BEGIN Text for analysis

Week ahead – PMI’s, Speeches and GDP

by Nov 24, 2020Market Reviews

Week ahead – PMI’s, Speeches and GDP

As the news cycle slows, with the election in the past alongside initial vaccine hype fading away, it is essential to realize that not only is the Coronavirus continuing to ravage the economy, it continues to ravage the families and lives of many around the world.

Many have turned the Coronavirus into a statistical exercise, looking into the future when we eventually look past the Coronavirus. However, it is currently a present problem, with present consequences. Keep this in the back of your head when you trade and invest. Here is your week ahead.

What meeting did President Trump miss in order to play golf? (Answer at the bottom)

Monday, 23rd November – Germany PMI (November)

Like many countries in Europe, Germany is experiencing a spike in cases larger than the first wave. They recently recorded 23,000 new cases yesterday. This has directly affected service sector activity, with HIS Markit’s flash services PMI’s fell to 46.2 from 49.5 in the previous month. Remember, a print below 50 entails a contraction in manufacturing. Analysts forecast Germany to post its deepest recession since World War Two. 

 

Monday, 23rd November – UK’s PMI’s

In terms of the most frustrated, I am at a country in terms of their Coronavirus response; I am most frustrated in the UK.  They had the resources to implement a robust early Coronavirus response. However, Bureaucracy and trying to balance economic damage and human life has placed the UK on its knees.  At its peak, the UK recorded over 34,000 daily Coronavirus cases.

After placing a lockdown on citizens, Prime Minister Boris Johnson plans to end the lockdown on 2nd December. However, daily Coronavirus cases still rack up, around 20,000 per day. For reference, New Zealand and Australia lifted restrictions once there were consistently zero community Coronavirus cases. However, the second lockdown could not push the UK’s PMI’s further down, printing 45.8 with an analyst consensus for 42.5. However, a third wave will push this figure further down.

END Text for analysis
BEGIN Listed records

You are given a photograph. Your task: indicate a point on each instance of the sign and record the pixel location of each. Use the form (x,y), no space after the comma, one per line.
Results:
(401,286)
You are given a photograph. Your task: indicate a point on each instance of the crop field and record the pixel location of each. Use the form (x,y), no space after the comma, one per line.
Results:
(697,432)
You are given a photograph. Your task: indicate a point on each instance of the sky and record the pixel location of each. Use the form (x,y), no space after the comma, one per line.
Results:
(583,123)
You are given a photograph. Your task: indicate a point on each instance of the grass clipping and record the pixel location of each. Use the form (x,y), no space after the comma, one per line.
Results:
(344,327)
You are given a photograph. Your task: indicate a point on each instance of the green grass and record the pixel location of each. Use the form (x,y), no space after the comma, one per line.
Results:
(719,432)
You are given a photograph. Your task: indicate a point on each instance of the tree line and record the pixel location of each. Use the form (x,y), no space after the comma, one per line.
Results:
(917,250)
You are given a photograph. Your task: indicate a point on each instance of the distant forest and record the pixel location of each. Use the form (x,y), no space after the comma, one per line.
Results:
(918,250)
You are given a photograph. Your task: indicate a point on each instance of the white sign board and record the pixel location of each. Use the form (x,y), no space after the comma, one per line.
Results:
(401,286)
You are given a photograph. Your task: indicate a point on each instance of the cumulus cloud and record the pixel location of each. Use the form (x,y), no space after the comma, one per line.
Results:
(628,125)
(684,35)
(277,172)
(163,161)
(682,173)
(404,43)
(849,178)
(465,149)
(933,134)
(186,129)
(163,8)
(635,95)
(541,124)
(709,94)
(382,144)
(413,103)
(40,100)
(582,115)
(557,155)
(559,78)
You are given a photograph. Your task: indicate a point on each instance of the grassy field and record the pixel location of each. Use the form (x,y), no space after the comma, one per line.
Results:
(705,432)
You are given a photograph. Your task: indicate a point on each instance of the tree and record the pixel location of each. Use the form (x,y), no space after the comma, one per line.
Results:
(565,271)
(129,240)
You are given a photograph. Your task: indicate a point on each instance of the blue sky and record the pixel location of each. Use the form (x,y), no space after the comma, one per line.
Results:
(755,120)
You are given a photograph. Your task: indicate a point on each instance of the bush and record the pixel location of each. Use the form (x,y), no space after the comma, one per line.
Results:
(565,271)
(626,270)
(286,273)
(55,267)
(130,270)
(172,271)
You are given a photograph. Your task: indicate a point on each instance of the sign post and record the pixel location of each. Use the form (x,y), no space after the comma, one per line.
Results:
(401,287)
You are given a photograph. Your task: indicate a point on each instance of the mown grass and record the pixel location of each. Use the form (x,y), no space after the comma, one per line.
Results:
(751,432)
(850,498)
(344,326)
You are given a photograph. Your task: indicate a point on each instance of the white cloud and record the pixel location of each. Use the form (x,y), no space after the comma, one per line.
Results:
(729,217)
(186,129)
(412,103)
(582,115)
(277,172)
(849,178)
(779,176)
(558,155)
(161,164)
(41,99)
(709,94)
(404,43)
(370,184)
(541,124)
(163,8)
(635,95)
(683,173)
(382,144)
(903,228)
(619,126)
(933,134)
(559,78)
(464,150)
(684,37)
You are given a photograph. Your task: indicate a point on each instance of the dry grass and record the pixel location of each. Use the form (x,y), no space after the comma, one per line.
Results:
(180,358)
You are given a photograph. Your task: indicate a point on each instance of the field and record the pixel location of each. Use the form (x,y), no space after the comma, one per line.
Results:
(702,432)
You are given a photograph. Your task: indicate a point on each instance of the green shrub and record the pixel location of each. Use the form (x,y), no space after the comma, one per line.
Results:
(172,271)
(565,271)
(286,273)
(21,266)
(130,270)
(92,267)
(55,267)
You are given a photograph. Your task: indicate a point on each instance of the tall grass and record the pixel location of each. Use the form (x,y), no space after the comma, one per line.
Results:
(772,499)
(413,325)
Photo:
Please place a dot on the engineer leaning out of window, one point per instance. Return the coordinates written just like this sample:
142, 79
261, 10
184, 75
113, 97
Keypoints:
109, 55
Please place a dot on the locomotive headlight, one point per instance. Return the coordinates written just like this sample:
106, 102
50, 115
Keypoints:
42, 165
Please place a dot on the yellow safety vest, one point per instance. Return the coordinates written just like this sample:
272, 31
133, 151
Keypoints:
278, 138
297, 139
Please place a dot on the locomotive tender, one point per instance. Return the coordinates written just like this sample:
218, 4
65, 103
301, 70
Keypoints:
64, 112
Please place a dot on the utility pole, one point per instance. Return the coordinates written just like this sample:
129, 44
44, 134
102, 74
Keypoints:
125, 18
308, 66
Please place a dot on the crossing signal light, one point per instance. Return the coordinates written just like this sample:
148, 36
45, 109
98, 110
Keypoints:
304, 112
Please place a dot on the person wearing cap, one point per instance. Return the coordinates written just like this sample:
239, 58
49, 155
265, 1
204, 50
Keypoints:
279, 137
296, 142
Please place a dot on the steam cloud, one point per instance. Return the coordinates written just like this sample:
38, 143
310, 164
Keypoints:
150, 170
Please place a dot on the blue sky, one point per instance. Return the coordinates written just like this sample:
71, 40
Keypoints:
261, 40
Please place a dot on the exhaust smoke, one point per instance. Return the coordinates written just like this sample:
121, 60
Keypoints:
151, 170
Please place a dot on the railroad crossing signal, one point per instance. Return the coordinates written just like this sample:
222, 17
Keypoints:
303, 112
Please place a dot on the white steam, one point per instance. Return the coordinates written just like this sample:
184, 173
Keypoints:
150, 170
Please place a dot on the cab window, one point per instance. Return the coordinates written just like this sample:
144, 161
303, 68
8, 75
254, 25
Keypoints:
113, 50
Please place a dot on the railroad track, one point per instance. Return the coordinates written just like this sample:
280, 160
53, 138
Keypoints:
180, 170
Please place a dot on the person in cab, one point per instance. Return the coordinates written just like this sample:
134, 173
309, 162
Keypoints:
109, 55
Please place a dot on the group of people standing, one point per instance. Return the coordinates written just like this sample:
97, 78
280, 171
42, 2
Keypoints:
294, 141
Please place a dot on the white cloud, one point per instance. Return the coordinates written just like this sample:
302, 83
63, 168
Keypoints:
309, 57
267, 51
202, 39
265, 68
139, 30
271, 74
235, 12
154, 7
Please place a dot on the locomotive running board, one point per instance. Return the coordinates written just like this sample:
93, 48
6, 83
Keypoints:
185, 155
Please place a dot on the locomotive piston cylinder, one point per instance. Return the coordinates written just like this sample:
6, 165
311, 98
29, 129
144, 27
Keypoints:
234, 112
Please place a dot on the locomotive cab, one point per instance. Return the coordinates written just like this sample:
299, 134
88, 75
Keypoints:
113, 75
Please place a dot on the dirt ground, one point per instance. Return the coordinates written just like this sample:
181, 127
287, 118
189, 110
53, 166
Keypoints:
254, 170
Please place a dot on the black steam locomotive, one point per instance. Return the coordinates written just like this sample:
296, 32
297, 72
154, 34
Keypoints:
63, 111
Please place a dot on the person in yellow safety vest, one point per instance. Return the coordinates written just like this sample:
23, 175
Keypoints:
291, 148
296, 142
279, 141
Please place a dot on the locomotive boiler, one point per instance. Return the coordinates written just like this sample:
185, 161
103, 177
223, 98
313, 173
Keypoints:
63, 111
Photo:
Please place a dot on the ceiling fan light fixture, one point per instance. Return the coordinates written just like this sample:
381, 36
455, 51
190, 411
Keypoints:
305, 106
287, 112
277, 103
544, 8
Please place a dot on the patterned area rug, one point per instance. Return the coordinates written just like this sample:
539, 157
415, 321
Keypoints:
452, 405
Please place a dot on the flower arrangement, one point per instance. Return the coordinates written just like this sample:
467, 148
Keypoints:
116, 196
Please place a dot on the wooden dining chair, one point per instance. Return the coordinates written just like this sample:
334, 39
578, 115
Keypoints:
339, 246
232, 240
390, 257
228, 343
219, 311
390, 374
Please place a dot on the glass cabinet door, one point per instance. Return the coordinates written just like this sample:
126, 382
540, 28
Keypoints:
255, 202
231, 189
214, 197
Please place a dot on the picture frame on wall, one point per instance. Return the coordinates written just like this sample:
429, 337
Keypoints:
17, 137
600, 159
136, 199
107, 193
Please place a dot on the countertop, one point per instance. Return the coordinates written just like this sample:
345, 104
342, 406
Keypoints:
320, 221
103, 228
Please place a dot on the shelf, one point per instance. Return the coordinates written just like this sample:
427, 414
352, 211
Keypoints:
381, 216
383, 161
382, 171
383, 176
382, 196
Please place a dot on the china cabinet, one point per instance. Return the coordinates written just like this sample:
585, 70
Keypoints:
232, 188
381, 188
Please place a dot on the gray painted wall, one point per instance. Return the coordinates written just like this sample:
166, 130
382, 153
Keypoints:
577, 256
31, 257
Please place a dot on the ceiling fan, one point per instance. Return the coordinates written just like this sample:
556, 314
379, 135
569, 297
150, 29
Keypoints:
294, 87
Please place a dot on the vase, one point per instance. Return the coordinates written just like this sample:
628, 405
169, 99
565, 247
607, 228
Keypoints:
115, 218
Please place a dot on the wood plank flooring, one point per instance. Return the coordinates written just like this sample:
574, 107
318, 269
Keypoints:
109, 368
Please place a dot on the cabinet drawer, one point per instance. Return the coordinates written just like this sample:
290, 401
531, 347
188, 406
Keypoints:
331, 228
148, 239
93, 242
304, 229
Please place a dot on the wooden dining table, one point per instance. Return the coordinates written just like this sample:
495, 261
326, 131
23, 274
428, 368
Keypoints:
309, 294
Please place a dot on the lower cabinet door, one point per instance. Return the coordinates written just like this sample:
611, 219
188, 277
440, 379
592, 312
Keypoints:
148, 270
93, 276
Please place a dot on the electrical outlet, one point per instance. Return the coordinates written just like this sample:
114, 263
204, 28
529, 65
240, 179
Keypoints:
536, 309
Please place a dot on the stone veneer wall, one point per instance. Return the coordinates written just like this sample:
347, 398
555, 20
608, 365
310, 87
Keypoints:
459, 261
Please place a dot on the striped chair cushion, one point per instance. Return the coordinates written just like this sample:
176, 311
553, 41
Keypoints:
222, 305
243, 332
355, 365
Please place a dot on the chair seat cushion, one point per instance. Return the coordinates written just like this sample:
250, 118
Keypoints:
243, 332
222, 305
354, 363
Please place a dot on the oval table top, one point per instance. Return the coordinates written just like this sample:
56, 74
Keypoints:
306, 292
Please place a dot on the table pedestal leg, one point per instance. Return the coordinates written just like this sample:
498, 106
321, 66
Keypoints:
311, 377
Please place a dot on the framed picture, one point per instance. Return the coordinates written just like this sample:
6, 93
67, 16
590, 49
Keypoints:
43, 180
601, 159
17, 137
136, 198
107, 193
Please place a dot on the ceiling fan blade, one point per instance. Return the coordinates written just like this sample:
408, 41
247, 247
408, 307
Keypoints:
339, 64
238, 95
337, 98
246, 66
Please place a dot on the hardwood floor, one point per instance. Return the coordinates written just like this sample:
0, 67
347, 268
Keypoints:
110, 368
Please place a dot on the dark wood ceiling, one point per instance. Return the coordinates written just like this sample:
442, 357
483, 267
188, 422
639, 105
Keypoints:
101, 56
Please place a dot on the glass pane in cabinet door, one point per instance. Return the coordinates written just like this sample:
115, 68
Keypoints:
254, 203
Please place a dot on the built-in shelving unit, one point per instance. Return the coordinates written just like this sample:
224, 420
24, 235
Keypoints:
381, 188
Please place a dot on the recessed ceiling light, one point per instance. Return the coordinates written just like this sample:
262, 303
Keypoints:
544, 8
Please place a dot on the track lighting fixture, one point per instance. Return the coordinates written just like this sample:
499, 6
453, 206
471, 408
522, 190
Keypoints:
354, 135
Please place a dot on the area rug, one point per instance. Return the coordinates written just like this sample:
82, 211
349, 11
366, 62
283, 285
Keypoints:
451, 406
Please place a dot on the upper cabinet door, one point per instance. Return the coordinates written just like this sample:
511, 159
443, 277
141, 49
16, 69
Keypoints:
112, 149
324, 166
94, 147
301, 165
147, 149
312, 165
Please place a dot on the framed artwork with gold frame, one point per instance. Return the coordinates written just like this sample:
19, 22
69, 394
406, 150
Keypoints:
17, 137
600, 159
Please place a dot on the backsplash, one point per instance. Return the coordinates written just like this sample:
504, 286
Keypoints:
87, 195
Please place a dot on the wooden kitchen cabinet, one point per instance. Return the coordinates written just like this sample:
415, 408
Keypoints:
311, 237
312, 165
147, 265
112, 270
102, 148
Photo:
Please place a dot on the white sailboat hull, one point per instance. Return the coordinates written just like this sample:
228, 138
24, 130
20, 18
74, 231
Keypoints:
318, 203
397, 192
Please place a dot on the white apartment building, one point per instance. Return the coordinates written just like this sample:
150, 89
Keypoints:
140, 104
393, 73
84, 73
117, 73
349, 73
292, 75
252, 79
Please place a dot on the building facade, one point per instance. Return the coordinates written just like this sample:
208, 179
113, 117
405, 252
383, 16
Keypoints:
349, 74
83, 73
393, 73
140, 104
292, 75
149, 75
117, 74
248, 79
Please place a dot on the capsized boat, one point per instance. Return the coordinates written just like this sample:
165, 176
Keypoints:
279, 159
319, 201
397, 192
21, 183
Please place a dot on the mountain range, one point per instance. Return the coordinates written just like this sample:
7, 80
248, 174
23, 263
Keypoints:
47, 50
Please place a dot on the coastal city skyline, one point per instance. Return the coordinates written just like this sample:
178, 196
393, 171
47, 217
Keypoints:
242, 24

END Listed records

In one to three sentences, explain why the market week-ahead text says Germany's flash services PMI fell from 49.5 to 46.2. The rows have no connection to the market week-ahead text.

(Output for this task):
Germany is seeing a spike in Coronavirus cases larger than the first wave, with 23,000 new cases recorded in a single day. The text says this has directly affected service sector activity.